To train deep neural networks for semantic segmentation, all of the satellite images and geospatial data were normalised and standardised. To obtain more accurate models and reduce processing time, we reclassified all of the input layers into values between 0 and 1 by considering standard deviation and the histograms of the layer values. The normalisation was performed based on more than 300 times of experiments conducted to evaluate the effects of normalisation. To remove speckle values, the values of the VV layer that get out of 0 to 1 were adjusted into 0 and 1. The values of Slope and Aspect had a range by definition, so we divided the values by theorical maximum value to make a range of 0 to 1. Therefore, VV, Slope, and Aspect layers contain continuous values between 0 and 1. Based on the real value ranges of the whole Southeast Asia region, the other bands were reclassified into discrete values of 0 to 1 (Table 2) after evaluating the effects of employing discrete values. The stacked dataset that was matched and normalised is exported to a database in geotiff format to be analysed with the deep learning algorithm as described in the following section.

3.1.3. Model Training

Deep learning models were trained from scratch using the stacked datasets produced for this research. Before starting model training, band extract was performed. Combinations of geographic information bands were automatically selected when the number of elements was set as the input for systematic evaluation. When a combination to test is chosen, stacked input data were copied only with a VV band and selected geospatial bands (Figure 4b). Copied and stacked images were cropped into 320 × 320 pixels (Figure 4c) and saved only if the border of the VV image were not included. In addition, rasterized label data were cropped into 320 × 320 pixels and saved only if the proportion of water pixels was between 10% and 90% (Figure 5). We matched cropped stacked images to corresponding cropped label images and filtered out based on the two conditions. The final number of pairs of SAR images and corresponding label images was 4326.

Records to use:

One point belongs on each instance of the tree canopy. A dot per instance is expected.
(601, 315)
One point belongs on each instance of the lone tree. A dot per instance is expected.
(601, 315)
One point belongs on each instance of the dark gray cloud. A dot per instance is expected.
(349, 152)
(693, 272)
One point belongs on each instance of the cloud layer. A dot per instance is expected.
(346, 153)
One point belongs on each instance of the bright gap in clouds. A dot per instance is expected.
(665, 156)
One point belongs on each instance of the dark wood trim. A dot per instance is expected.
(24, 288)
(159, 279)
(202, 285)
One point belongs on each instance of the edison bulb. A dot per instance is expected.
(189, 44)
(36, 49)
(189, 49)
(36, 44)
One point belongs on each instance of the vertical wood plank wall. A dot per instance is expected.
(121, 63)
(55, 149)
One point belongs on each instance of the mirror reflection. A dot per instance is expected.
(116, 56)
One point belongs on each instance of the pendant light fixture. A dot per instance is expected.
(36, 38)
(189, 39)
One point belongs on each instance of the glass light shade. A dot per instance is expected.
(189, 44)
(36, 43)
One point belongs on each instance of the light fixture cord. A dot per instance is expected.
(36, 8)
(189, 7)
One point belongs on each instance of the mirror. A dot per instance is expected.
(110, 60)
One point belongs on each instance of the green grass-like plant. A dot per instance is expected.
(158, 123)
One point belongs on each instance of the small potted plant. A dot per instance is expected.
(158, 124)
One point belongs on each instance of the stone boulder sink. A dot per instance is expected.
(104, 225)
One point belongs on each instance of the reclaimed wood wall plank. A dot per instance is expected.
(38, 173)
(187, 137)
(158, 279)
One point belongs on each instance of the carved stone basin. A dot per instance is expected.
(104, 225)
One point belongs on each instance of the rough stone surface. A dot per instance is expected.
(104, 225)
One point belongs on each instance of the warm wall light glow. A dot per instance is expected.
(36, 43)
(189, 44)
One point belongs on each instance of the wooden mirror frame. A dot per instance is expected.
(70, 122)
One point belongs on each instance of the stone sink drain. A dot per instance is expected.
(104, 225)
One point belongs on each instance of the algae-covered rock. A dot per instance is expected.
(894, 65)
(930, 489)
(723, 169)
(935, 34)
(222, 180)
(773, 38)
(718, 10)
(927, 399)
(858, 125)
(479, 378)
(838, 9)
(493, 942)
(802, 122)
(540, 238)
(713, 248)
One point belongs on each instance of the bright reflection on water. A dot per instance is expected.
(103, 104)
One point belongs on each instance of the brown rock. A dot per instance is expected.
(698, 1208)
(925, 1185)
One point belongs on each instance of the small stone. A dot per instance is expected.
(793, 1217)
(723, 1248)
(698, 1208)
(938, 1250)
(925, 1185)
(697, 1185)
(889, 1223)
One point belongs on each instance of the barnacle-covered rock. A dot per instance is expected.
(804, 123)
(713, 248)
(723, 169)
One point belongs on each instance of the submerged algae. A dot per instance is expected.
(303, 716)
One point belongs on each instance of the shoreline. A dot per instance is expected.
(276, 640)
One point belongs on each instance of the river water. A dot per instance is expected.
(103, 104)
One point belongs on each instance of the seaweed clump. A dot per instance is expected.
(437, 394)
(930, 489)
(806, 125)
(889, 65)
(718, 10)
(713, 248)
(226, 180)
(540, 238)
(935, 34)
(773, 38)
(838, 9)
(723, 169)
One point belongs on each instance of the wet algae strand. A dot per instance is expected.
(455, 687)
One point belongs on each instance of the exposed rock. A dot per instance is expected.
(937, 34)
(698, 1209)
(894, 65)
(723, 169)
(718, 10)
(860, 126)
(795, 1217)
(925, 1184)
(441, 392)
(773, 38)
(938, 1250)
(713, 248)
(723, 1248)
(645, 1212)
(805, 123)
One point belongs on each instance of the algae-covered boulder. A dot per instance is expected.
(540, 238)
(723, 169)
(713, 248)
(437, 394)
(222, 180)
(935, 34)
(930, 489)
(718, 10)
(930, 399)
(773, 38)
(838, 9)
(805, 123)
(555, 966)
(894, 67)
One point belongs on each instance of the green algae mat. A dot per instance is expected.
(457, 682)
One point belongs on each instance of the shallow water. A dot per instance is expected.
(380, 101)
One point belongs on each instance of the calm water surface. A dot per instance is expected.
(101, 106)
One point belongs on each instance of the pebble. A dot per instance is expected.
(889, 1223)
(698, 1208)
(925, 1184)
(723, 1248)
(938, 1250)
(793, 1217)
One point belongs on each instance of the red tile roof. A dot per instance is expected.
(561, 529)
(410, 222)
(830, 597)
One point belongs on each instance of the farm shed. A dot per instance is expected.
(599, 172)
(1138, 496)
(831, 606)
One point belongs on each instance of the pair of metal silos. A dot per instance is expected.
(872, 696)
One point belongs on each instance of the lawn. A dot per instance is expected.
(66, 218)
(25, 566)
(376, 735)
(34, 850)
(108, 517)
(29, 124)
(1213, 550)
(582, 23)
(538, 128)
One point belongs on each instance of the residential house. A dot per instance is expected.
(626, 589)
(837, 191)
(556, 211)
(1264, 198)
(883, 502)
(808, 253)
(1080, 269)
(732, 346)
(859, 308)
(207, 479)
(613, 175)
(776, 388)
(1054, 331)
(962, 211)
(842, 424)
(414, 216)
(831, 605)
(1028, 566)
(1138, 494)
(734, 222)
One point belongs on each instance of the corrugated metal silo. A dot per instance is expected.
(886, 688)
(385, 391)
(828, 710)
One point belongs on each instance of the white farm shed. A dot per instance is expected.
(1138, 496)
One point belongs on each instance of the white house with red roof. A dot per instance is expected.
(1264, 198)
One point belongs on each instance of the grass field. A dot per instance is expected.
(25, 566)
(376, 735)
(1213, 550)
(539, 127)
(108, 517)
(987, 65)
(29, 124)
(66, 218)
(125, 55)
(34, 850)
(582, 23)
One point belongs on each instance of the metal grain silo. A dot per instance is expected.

Problem set:
(1) In the excerpt on preparing satellite data for segmentation, why were the Slope and Aspect values divided by their theoretical maximum?
(2) Locate every line in the listing that contains the word "white".

Full answers:
(1) Slope and Aspect values have a fixed range by definition. Dividing them by the theoretical maximum value scaled them into a range of 0 to 1.

(2)
One point belongs on each instance of the white farm shed. A dot per instance is expected.
One point belongs on each instance of the white house with red roof. A dot per instance is expected.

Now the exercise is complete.